>> BEGIN EXTRACT TO READ

Computer Benchmarking

Table of Contents

Overview
#

Benchmarks are standardized tests used to evaluate and compare computer system performance. Proper benchmarking is essential for making informed hardware decisions.

Types of Benchmarks
#

Synthetic Benchmarks
#

Artificial workloads designed to stress specific components:

Benchmark	Measures
Dhrystone	Integer performance
Whetstone	Floating-point performance
LINPACK	Dense linear algebra
Stream	Memory bandwidth
IOzone	Disk I/O

Pros: Reproducible, focused Cons: May not reflect real workloads

Application Benchmarks
#

Real programs with defined workloads:

Benchmark	Domain
SPEC CPU	General computing
SPEC JBB	Java server
TPC-C	Database transactions
MLPerf	Machine learning
Cinebench	3D rendering

Pros: Realistic Cons: Complex, many variables

Microbenchmarks
#

Test specific operations:

// Memory latency test
for (int i = 0; i < N; i++) {
    p = *p;  // Pointer chasing
}
// Measures cache/memory latency

SPEC Benchmarks
#

SPEC CPU 2017
#

Integer (SPECint):

Compression (gcc, xz)
Simulation (mcf, omnetpp)
AI/search (deepsjeng)

>> END EXTRACT TO READ
>> BEGIN RAW DATA

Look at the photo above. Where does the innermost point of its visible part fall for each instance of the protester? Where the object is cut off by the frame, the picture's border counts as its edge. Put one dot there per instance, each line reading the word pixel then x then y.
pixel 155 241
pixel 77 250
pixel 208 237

>> END RAW DATA

- **TASKS TO PERFORM**:
**1.** According to the benchmarking page, which synthetic benchmark measures memory bandwidth?
**2.** Retype the part of the benchmarking page that opens with the words containing "Table of Contents" and closes with "informed hardware decisions.".

- **THE REPLIES**:
**1.** Stream

**2.**
Table of Contents

Overview
#

Benchmarks are standardized tests used to evaluate and compare computer system performance. Proper benchmarking is essential for making informed hardware decisions.